* **Text passage**
########
December 10, 2002, 1:41 PM EST

BROWNSVILLE, Texas -- Ambulances regularly race across the bridges of the Rio Grande, bringing some of Mexico's sickest to the nearest U.S. emergency room.

Obligated by federal law, the hospitals provide the care and worry later about whether the billing addresses patients give them are accurate. Often the addresses are false -- and the hospitals get stuck with the bill.

Immigrant patients have inflated medical expenses for insurance companies, Medicaid and paying customers, officials say, and are overwhelming already busy hospitals in one of nation's fastest-growing regions.

One recent study by the U.S.-Mexico Border Counties Coalition, an American lobbying group, found U.S. border hospitals provided at least $200 million a year in uncompensated emergency care to illegal immigrants, $74 million of that in Texas.

"Shh, don't tell Iowa farmers that part of their taxes are paying for trauma that occurs south of the border," Dr. Lorenzo Pelly, a south Texas doctor, told state lawmakers at a recent hearing.

Republican state Sen. Chris Harris said he was shocked by what he called the "dumping" of Mexicans on U.S. hospitals.

Policymakers are just being to assess the size of the problem.
########
* **Excerpted records**
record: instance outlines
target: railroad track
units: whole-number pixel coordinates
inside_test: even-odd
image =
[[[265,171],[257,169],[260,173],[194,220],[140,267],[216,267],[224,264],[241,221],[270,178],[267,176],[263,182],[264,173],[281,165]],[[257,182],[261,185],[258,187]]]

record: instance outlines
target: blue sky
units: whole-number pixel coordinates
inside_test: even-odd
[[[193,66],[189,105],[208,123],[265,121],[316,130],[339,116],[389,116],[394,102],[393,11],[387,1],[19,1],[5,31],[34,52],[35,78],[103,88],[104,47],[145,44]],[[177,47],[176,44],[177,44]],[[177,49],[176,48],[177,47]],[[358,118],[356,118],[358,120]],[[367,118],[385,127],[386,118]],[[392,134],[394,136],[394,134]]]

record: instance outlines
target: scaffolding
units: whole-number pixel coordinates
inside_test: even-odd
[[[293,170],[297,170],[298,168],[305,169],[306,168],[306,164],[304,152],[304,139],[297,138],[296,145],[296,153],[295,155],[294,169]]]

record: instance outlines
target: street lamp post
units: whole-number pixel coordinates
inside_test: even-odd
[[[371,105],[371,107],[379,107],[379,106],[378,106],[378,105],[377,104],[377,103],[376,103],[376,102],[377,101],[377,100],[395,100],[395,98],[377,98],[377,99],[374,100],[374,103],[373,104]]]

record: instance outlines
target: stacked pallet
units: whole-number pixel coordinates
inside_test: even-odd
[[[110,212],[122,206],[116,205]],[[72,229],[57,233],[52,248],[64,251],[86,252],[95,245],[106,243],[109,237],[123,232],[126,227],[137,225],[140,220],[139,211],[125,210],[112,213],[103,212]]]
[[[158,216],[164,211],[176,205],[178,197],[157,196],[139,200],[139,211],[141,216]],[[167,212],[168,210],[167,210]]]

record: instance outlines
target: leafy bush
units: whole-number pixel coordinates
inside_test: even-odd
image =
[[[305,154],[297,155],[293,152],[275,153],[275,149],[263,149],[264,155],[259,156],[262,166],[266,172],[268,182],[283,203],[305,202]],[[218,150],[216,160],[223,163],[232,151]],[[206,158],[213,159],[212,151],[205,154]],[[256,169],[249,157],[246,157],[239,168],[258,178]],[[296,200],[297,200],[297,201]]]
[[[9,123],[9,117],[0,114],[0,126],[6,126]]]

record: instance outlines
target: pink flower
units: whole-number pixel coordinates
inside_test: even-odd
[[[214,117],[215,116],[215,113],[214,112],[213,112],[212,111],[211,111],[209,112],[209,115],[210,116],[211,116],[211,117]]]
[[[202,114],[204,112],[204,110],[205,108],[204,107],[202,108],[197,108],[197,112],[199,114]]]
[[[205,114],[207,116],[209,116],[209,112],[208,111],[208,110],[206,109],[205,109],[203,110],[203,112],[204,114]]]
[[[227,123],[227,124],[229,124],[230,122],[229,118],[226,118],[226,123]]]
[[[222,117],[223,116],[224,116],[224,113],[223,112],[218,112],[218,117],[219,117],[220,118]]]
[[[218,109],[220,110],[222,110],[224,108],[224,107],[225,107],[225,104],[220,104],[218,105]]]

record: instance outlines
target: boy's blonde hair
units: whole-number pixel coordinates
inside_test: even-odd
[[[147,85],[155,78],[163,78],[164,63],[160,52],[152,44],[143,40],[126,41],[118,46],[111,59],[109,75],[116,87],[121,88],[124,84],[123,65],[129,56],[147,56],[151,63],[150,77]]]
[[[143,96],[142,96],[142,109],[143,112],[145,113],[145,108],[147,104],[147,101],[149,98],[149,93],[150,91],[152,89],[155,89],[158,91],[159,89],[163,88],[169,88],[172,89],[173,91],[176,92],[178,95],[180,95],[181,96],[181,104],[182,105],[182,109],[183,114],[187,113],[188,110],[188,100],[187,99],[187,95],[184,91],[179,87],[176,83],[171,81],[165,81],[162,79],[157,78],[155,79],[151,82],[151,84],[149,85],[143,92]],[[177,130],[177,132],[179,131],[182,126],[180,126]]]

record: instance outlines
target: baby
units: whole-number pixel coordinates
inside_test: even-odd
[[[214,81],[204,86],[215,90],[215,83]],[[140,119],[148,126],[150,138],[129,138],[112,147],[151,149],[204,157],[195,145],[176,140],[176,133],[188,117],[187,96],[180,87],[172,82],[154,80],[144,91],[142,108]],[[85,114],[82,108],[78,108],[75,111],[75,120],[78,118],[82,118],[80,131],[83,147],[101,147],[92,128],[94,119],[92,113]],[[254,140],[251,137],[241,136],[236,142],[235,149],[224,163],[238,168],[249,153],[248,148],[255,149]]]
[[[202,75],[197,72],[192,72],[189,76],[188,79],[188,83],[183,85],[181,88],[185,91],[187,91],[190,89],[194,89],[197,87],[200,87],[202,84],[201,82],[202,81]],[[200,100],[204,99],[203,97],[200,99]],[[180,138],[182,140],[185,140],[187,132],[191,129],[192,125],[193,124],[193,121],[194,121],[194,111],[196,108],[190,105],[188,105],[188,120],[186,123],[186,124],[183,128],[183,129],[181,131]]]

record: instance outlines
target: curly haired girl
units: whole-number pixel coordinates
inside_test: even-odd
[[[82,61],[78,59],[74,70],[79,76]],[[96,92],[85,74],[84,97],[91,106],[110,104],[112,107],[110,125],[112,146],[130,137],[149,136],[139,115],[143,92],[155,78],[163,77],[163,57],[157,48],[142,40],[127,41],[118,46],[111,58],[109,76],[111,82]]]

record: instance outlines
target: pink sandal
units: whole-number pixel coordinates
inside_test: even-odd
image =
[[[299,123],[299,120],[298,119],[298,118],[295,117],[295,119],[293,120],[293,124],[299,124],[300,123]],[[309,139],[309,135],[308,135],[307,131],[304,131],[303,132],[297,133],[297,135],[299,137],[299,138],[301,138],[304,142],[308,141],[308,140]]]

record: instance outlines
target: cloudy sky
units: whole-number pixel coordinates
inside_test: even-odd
########
* **Problem statement**
Carry on the news article about U.S. border hospitals and unpaid emergency care for patients from Mexico, beginning after its final sentence and keeping apart from the data that follow it.

* **Answer space**
Brownsville Medical Center estimates losses averaging at least $500,000 per month. At Thomason Hospital in El Paso, officials said their first attempt to estimate the cost found $1 million over just three months.

Thomason Hospital responded by retaining a Mexican lawyer and requiring patients to sign "pagares," or promissory notes, that carry weight under Mexican law. It also signed on with a firm that specializes in collecting past due accounts in Mexico.

Even without the influx from Mexico, U.S. border hospitals are straining to meet the region's growing medical needs. Some have resorted to importing doctors and offering nurses tuition grants and signing bonuses.

But the load really jumped as Mexicans looking for work stream to factories along the border. The North American Free Trade Agreement has stimulated business on both sides of the border, but hospitals have not kept up.

NAFTA "lacks the social economic infrastructure and capacity" to address the growth, said Eva Moya of the Mexico Border Health Commission, made up of U.S. and Mexican officials.

For the sick or injured on the Mexican side of the border, the choice in a life-or-death situation can be a three-hour journey inland to Monterrey, Mexico, or a minutes-long trip to Brownsville, Laredo or El Paso.

The issue drew attention in September, when 4-year-old Larissa Guajardo, a U.S. citizen, died of heart problems after crossing the Hidalgo-Reynosa international bridge on the way to a hospital. Family members blamed a delay caused by immigration officials, who would not let the mother enter the country. The mother lacked paperwork and had crossed the border illegally before.

The Immigration and Naturalization Service said the inspection process took only a few minutes and that inspectors did not know the girl's illness was critical. Once the seriousness was discovered, the mother was allowed to enter on humanitarian grounds, the INS said.

The Sept. 11 attacks have also complicated the situation along the border, with some authorities worrying about what the ambulances might be holding.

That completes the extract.